Un karaoke rockero y juvenil en la ciudad universitaria
Venías con Herminio, el fotógrafo, de pasar un sofocón cocolo y burdo en el patio de la barra El Boricua con estudiantes y guardias encubiertos que escuchaban en vivo la orquesta El Macabeo.
Escapando de aquello, más alante, esquivaste un show de Spoken Word bien heavy y rabioso en Mondo Bizarro, y así fue como caíste en un extraño karaoke en las entrañas under del Club 77; la guarida de los rockeros de Río Piedras.
No cantaste de inmediato porque no te sabías la letra y no entendías bien la movida. Primero te tenías que acomodar a la atmósfera, que era fría, con baches oscuros que iluminaban intermitentemente, en aquel cajón rectangular negro, los rayos láser de colores rojo, azul y verde, levemente solidificados por el viejo truco de la máquina que lanza humos discotequeros.
En vez de darle rienda suelta al galillo desafinado y ya, te pusiste a descifrar a los kareokeros durante varias semanas de los meses de mayo y junio, en los desahogos que se dieron después de las asambleas de la huelga estudiantil.
Ellos iban allí a dejarlo todo frente al escenario vacío, cantando de espaldas al público los éxitos rockeros de sus adolescencias, cuyas letras bajaban contra el telón de la pared del fondo. Llegaban a bailar, a contarse historias entre la música alta, a beber y a joder el parto, pero como protagonistas de un ritual artístico popcomunitario; una ceremonia no oficial de los corillos y las corillas que avivaba la experimentación plena de una libertad juvenil y noctámbula a través de la música, el jangueo y la danza bajo el lema: “Cualquiera canta”.
Cuando te diste cuenta de eso, y empezaste a mangar los múltiples significados de aquella movida más o menos autorganizada y cuasiespontánea, suspendiste toda reflexión de la complejidad social de la noche riopedrense en medio de una huelga universitaria y pediste un tequilazo. Para bregar con aquello había que salirse de los cabales y alterarse los sentidos, o se escribiría otro recuento de clichés inofensivos. El fotógrafo, loco por que te soltaras la trenza, al fin, después de haberte quitado gabán y corbata, invitó ese primer palo.
Súbitamente lubricado por himnos rebeldes duros como “Sabotage”, de Beasty Boys, así como por la dulzura engañosa por “Valerie”, de Amy Winehouse, y por el shot de tequila reposada que te sirvió el bartender, buscaste a Herminio para tratar de hablar del estricto orden de la historia que se contaba, pero él ya andaba por otro lado cazando kareokeros jóvenes en pleno éxtasis tras casi 60 días de reivindicaciones políticas y ocupación de las trincheras del Recinto.
El bellaqueo conceptual que te envolvió de repente ante el vértigo de la ausencia de plan editorial fue lo que te provocó el verdadero hundimiento en aquel charquero semanal de despojo masivo.

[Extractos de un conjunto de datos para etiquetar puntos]
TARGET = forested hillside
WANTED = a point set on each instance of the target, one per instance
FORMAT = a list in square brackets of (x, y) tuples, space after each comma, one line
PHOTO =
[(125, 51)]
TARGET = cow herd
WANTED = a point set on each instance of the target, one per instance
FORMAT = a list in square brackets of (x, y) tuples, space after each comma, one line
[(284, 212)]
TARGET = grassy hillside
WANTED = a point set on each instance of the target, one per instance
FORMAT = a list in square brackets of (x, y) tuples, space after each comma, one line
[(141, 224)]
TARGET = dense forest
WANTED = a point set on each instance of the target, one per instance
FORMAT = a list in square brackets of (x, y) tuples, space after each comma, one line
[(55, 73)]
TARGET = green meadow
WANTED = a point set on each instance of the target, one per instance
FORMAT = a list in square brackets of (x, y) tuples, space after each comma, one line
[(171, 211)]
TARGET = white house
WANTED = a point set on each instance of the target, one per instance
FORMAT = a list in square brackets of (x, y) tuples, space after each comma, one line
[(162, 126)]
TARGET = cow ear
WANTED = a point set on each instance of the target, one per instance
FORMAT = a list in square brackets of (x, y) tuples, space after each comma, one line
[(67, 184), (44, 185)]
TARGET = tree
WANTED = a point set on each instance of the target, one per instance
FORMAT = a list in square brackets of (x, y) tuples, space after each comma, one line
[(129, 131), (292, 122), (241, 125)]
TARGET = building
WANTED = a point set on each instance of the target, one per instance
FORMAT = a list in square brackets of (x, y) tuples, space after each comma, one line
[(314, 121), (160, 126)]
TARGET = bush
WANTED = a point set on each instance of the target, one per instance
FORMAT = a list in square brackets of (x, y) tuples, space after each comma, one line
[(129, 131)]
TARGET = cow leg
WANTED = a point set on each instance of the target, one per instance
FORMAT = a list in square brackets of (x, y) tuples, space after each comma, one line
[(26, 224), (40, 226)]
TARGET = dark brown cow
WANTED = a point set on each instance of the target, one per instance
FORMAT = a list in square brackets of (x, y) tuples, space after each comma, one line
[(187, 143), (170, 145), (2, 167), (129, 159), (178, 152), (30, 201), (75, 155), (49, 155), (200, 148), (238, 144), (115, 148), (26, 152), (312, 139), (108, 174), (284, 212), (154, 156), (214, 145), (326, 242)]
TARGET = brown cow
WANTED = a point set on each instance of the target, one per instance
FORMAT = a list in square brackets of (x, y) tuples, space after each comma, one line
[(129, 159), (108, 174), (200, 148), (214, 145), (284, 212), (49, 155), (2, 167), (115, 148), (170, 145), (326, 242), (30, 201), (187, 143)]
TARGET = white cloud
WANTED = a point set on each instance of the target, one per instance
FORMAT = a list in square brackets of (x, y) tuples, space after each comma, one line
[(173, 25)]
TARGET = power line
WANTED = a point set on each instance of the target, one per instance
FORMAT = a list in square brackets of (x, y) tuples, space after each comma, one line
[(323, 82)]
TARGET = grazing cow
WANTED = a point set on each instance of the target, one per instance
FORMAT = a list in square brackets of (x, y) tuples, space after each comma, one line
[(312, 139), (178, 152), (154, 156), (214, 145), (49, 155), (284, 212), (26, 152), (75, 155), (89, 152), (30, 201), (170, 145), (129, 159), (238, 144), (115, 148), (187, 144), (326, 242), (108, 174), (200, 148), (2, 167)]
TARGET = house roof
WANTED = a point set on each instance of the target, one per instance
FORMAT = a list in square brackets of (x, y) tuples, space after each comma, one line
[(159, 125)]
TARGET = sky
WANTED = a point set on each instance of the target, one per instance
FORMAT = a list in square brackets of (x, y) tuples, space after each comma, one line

### [Lista de tareas]
(1) En la crónica del karaoke en Río Piedras, ¿bajo qué lema se celebraba la ceremonia de los corillos y las corillas?
(2) Prosigue la crónica del karaoke en Río Piedras a partir de su última oración.

### [Respuestas escritas]
(1) Bajo el lema “Cualquiera canta”.

(2)
El junte estaba específicamente diseñado para que cada cual soltase su canción favorita solo, a dúo o a trío, sin importar cuán ridículos podían verse performeando clásicos de desobediencia, insurrección, duda existencial, amor con locura y miedo en un simulacro un tanto charro que los acercaba como fans a los pies de las estrellas, a los talones de los grandes ídolos del género como Queen, Rage Against The Machine, Cerati y David Bowie, entre otros, como si ese toque los elevara de la categoría espectadores comunes a la de divas especiales –y con causa– por algunos segundos.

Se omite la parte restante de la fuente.